-- Start of Supplied records --
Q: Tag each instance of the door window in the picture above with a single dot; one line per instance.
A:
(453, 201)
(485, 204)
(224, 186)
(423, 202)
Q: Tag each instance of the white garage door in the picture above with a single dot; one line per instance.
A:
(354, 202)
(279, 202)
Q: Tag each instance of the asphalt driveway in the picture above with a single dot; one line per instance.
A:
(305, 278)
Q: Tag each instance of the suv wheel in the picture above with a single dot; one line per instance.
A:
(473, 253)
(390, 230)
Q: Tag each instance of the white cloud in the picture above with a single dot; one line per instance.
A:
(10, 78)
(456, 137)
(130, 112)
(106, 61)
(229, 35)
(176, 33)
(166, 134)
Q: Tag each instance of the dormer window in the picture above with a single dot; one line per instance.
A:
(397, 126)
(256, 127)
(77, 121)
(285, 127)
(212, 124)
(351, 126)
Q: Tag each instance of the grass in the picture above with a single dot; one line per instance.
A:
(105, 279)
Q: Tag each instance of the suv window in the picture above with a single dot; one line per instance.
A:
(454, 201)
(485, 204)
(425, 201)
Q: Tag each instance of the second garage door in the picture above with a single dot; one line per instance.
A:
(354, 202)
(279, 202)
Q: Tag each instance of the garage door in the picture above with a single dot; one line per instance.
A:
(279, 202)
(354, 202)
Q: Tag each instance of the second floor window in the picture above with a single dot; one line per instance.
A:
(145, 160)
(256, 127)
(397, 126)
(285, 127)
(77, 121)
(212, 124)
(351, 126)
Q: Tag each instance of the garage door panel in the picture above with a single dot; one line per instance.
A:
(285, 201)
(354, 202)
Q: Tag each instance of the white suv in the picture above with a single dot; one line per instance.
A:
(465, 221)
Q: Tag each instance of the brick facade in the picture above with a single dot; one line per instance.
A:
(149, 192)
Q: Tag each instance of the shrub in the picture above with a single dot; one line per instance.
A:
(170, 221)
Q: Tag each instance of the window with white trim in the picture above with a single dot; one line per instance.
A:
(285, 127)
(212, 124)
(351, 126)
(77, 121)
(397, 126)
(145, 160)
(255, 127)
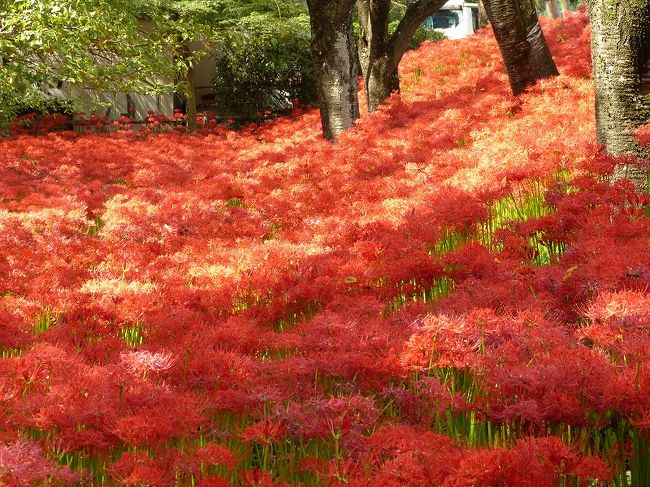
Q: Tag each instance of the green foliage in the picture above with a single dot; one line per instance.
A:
(262, 66)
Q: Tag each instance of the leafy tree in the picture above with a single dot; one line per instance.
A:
(380, 50)
(620, 47)
(521, 42)
(94, 44)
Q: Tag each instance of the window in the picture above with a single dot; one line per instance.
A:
(443, 19)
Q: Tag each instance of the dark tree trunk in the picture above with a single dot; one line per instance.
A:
(552, 9)
(521, 41)
(620, 49)
(382, 53)
(333, 50)
(190, 96)
(363, 10)
(482, 15)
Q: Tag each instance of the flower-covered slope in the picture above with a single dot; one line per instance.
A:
(452, 294)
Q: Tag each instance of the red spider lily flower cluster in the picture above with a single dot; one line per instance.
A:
(454, 294)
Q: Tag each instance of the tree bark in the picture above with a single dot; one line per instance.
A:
(553, 9)
(521, 41)
(482, 15)
(385, 52)
(333, 51)
(566, 7)
(620, 49)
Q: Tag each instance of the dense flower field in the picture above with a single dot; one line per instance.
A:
(452, 295)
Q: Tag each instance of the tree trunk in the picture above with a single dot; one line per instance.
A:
(190, 96)
(521, 41)
(566, 7)
(620, 49)
(385, 52)
(333, 50)
(552, 9)
(482, 15)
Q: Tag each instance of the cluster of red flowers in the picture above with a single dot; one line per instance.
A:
(451, 295)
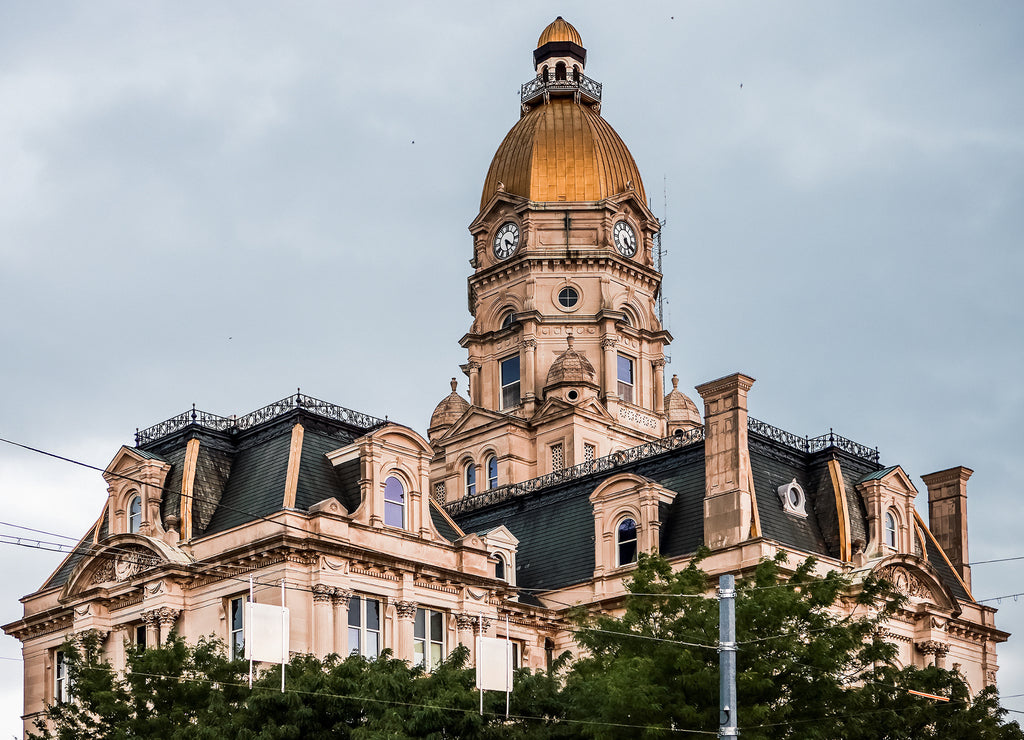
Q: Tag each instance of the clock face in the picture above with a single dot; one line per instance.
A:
(506, 241)
(625, 238)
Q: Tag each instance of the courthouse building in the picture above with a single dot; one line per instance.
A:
(534, 491)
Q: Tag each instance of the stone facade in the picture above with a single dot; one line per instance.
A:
(534, 492)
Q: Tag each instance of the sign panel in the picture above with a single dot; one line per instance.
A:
(266, 633)
(494, 664)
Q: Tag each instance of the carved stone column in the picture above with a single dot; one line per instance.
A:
(323, 620)
(658, 367)
(937, 649)
(406, 610)
(474, 383)
(340, 605)
(468, 626)
(610, 363)
(528, 374)
(166, 616)
(152, 628)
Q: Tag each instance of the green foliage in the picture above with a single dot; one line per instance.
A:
(804, 671)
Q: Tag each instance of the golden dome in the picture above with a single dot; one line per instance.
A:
(562, 150)
(448, 411)
(559, 30)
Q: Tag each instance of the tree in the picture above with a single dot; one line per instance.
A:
(804, 671)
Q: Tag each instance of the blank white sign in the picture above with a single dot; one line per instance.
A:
(494, 664)
(266, 633)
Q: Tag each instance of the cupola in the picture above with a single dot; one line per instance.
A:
(682, 412)
(571, 377)
(446, 412)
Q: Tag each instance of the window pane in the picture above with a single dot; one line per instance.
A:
(625, 369)
(492, 472)
(394, 514)
(436, 625)
(373, 614)
(393, 490)
(510, 371)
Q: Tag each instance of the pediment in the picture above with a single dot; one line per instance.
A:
(915, 579)
(127, 460)
(474, 418)
(556, 407)
(895, 479)
(119, 560)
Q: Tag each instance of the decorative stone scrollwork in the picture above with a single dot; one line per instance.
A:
(406, 609)
(933, 647)
(323, 593)
(906, 582)
(471, 621)
(167, 616)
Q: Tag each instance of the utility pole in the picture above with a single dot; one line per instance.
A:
(727, 656)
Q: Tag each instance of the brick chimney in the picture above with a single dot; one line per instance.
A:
(727, 461)
(947, 515)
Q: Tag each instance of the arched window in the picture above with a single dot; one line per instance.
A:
(492, 472)
(891, 530)
(626, 541)
(134, 513)
(394, 503)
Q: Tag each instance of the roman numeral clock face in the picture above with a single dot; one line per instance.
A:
(625, 238)
(506, 241)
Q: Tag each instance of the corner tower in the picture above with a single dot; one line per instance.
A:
(565, 351)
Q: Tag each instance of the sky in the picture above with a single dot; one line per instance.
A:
(220, 203)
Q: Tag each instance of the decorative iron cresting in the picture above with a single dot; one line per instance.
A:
(538, 86)
(812, 444)
(601, 465)
(266, 414)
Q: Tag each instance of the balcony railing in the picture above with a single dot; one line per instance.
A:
(601, 465)
(266, 414)
(590, 90)
(812, 444)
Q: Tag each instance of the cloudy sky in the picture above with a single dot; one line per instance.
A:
(218, 203)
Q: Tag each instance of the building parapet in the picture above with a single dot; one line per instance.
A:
(268, 412)
(601, 465)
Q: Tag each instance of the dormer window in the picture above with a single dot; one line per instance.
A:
(890, 530)
(794, 501)
(626, 541)
(134, 514)
(394, 503)
(492, 472)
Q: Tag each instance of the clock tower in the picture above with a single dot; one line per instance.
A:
(565, 352)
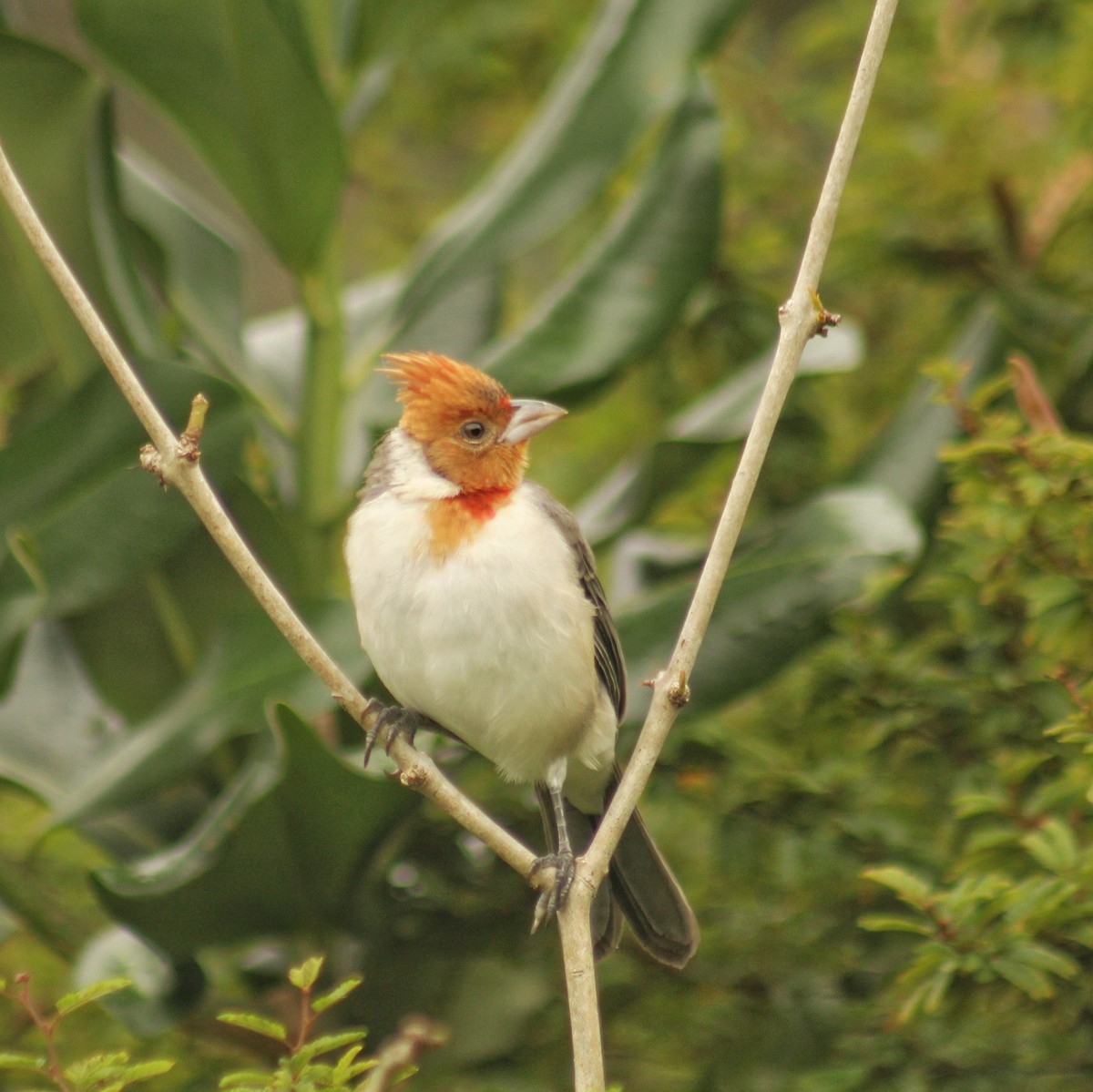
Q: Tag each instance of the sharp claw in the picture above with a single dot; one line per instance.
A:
(397, 721)
(550, 902)
(370, 742)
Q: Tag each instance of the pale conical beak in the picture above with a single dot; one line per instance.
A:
(528, 418)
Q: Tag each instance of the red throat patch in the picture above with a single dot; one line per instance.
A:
(457, 519)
-- End of Supplied records --
## What is expected
Can you reproduce the material word for word, starting at the line that contains "Q: Tag each instance of the pale" and ending with its final line?

## Expected answer
Q: Tag each instance of the pale conical beak in the picture above with a single dot; one line per instance.
A:
(528, 418)
Q: Tag each instance of the red throat patch in the picture above with a single dot; one line per instance.
A:
(457, 519)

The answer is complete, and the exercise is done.